## Excerpt to read
The State Bank of Pakistan (SBP) has disbursed Rs. 229 billion among 2,858 firms so far to incentivize businesses and avoid laying off their workers during the pandemic, says the International Monetary Fund (IMF).
The IMF in its updated report, “Policy Actions Taken by Countries” reviewed various steps Pakistan has taken since March to deal with the Covid-19 crisis, which has also stated that the daily new cases are averaging 600 cases compared to around 300 cases at the start of September.
The economic activity worsened notably, and growth is preliminarily estimated at –0.4 percent in the fiscal year 2020. A gradual recovery is expected in the fiscal year 2021 as the economy reopens, it added.
The report further stated that SBP has expanded the scope of existing refinancing facilities and introduced three new ones to:
- Support hospitals and medical centers to purchase COVID-19-related equipment (40 hospitals, Rs. 7.8 billion);
- Stimulate investment in new manufacturing plants and machinery, as well as modernization and expansion of existing projects (170 new projects, Rs. 125 billion);
- Incentivize businesses to avoid laying off their workers during the pandemic (2,858 firms, Rs. 229 billion).
Given their success, these facilities have been extended beyond their original deadline of June 2020 to September or December 2020.

## Input data
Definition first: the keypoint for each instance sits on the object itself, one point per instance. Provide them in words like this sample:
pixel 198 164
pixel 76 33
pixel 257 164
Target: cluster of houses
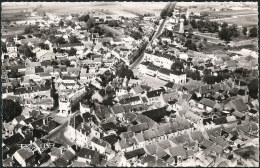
pixel 182 123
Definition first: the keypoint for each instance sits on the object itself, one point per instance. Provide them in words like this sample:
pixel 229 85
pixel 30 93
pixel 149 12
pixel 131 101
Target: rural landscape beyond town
pixel 130 84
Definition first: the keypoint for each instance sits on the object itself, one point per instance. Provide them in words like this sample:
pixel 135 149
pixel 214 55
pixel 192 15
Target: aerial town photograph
pixel 130 84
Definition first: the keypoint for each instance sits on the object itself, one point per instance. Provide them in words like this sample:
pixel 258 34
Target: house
pixel 123 145
pixel 84 107
pixel 100 145
pixel 178 153
pixel 89 156
pixel 100 95
pixel 209 105
pixel 137 90
pixel 154 95
pixel 238 105
pixel 118 111
pixel 24 157
pixel 131 100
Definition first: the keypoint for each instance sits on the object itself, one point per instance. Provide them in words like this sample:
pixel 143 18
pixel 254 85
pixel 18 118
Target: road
pixel 156 34
pixel 58 133
pixel 228 18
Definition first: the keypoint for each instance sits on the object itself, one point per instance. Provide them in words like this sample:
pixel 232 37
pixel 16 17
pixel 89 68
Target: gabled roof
pixel 155 93
pixel 177 151
pixel 238 105
pixel 139 127
pixel 197 136
pixel 134 153
pixel 118 109
pixel 156 114
pixel 208 102
pixel 25 154
pixel 111 139
pixel 13 140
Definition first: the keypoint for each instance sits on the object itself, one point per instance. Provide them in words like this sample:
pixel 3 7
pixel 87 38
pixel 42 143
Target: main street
pixel 58 134
pixel 156 34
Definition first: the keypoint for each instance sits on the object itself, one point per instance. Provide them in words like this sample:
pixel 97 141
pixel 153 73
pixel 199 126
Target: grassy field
pixel 251 20
pixel 234 12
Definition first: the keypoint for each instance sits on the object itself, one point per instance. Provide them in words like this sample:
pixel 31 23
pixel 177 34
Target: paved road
pixel 228 18
pixel 60 128
pixel 156 34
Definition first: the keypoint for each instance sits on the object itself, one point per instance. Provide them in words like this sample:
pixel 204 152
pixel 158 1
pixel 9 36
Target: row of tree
pixel 206 25
pixel 227 32
pixel 252 31
pixel 167 10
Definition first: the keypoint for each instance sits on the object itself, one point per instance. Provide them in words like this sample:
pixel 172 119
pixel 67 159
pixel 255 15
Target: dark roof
pixel 118 109
pixel 134 153
pixel 139 127
pixel 77 120
pixel 155 93
pixel 238 105
pixel 111 139
pixel 99 142
pixel 220 120
pixel 109 126
pixel 61 162
pixel 156 114
pixel 129 100
pixel 13 140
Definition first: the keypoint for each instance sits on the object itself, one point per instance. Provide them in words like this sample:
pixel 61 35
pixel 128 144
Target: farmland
pixel 249 20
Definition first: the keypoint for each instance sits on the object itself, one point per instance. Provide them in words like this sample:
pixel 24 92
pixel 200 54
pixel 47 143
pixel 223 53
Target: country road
pixel 156 34
pixel 59 129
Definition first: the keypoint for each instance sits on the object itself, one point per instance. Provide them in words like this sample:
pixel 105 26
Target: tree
pixel 72 52
pixel 125 72
pixel 20 37
pixel 177 66
pixel 113 23
pixel 109 34
pixel 65 62
pixel 224 25
pixel 3 47
pixel 84 18
pixel 209 79
pixel 90 23
pixel 71 24
pixel 253 88
pixel 193 24
pixel 234 30
pixel 225 34
pixel 27 30
pixel 73 39
pixel 244 31
pixel 27 51
pixel 190 45
pixel 60 40
pixel 14 74
pixel 11 110
pixel 136 35
pixel 200 46
pixel 61 23
pixel 253 32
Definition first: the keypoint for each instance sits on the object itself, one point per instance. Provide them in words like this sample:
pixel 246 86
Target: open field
pixel 112 30
pixel 7 31
pixel 234 12
pixel 250 20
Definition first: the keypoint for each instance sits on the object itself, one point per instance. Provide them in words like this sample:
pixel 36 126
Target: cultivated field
pixel 250 20
pixel 234 12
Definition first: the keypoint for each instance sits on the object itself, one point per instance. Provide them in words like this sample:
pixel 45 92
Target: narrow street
pixel 58 134
pixel 156 34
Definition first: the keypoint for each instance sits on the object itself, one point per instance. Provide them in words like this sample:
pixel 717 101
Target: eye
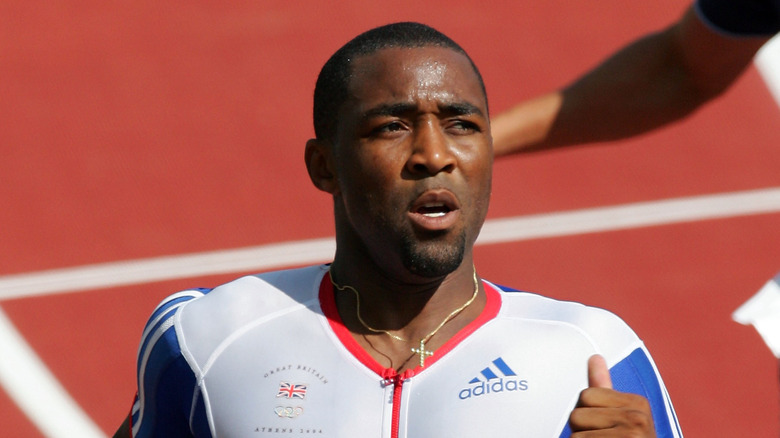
pixel 389 128
pixel 462 127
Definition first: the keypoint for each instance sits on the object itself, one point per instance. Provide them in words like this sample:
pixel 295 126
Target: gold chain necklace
pixel 421 351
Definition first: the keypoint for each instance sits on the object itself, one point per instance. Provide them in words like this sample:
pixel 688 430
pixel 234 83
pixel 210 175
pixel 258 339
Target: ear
pixel 318 156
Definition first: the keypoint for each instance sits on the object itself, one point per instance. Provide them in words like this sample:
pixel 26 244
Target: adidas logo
pixel 498 377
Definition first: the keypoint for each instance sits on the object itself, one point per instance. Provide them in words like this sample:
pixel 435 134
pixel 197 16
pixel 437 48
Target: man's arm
pixel 653 81
pixel 124 429
pixel 601 408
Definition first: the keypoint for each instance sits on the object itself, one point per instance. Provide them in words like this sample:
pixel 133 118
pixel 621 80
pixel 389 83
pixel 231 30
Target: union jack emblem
pixel 291 390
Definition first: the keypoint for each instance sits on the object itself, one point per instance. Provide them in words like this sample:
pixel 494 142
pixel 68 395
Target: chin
pixel 433 259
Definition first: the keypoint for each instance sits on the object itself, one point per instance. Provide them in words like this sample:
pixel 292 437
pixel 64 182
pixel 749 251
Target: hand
pixel 601 411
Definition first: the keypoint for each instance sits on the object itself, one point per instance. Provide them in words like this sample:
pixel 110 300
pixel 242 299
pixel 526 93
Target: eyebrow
pixel 398 109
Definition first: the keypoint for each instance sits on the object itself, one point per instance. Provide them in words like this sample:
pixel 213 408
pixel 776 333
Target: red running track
pixel 133 130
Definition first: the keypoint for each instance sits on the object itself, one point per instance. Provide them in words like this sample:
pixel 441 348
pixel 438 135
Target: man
pixel 656 80
pixel 397 337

## Problem set
- 1) Duplicate the part of the article on Pakistan's pandemic relief from "The State Bank" up to and including "Monetary Fund (IMF).".
- 2) According to the article on Pakistan's pandemic relief, what is the preliminary estimate of Pakistan's growth in fiscal year 2020?

## Answer set
- 1)
The State Bank of Pakistan (SBP) has disbursed Rs. 229 billion among 2,858 firms so far to incentivize businesses and avoid laying off their workers during the pandemic, says the International Monetary Fund (IMF).

- 2) Growth is preliminarily estimated at –0.4 percent in fiscal year 2020.